▶ _Supplied text_:
# Google Play> My Apps> All



## TMFGO45 (Jan 14, 2012)

So whenever you go to the Pay store, then my apps, then swipe over to the All list, this of course shows basically everything you have ever downloaded to your device.

Is there a way to completely empty that list, and have it repopulated fresh?

I know it seems like that would be the same as the other list, but some apps that you have inverted or use different signed keys, and use TiBU to remove market link still show there.

Anyway I guess my reasoning doesn't really matter...but does anyone know if it's possible?

Sent from my Galaxy Nexus! (AOKP M6 , Leankernel 3.9.0 exp4, 4.0.4 Radios, Inverted Gapps, TWRP 2.2 Recovery)


----------



## ERIFNOMI (Jun 30, 2011)

I thought there was a way from the market in the browser, but some things have changed since switching to the play store. I'd like to do this as well. I have plenty of apps I don't need showing up in there anymore. I'd just like it to look a bit cleaner is all.


----------



## TMFGO45 (Jan 14, 2012)

Bump

Sent from my Galaxy Nexus! (AOKP M6 , Leankernel 3.9.0 exp4, 4.0.4 Radios, Inverted Gapps, TWRP 2.2 Recovery)

▶ _Dataset records_:
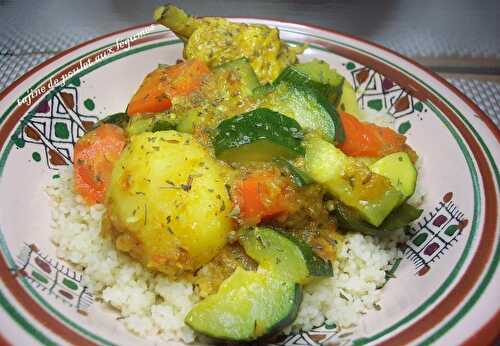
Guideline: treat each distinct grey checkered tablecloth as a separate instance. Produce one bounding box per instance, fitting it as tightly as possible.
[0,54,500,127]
==
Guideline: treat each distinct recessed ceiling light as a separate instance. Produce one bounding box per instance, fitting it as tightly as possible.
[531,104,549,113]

▶ _Required actions_:
(a) List every item named in the device signature of the forum thread about the Google Play All list.
(b) Rewrite the forum thread about the Google Play All list between "I know it seems" and "(Jun 30, 2011)", inclusive, renaming "TiBU" to "Titanium Backup".
(c) Take the forum thread about the Google Play All list further from its last post.
The lines are not used in any of this.

▶ _Answers below_:
(a) AOKP M6, Leankernel 3.9.0 exp4, 4.0.4 Radios, Inverted Gapps, TWRP 2.2 Recovery

(b)
I know it seems like that would be the same as the other list, but some apps that you have inverted or use different signed keys, and use Titanium Backup to remove market link still show there.

Anyway I guess my reasoning doesn't really matter...but does anyone know if it's possible?

Sent from my Galaxy Nexus! (AOKP M6 , Leankernel 3.9.0 exp4, 4.0.4 Radios, Inverted Gapps, TWRP 2.2 Recovery)


----------



## ERIFNOMI (Jun 30, 2011)

(c)
----------



## TMFGO45 (Jan 14, 2012)

Someone has to know. But maybe the lack of response means the answer is no....

Sent from my Galaxy Nexus! (AOKP M6 , Leankernel 3.9.0 exp4, 4.0.4 Radios, Inverted Gapps, TWRP 2.2 Recovery)


----------



## TMFGO45 (Jan 14, 2012)

My last try on this.

Sent from my Galaxy Nexus! (CNA 3.0 , Leankernel 4.2.0 exp2, TWRP 2.2)


----------



## yarly (Jun 22, 2011)

As far as I know, there is nothing to do about it as you really can't screw around with the actual market app past simple theming. Google screwed up the market in that area and has no concern about fixing it, it seems. Nothing like seeing apps you installed 2 years ago on there still and have no desire to install again.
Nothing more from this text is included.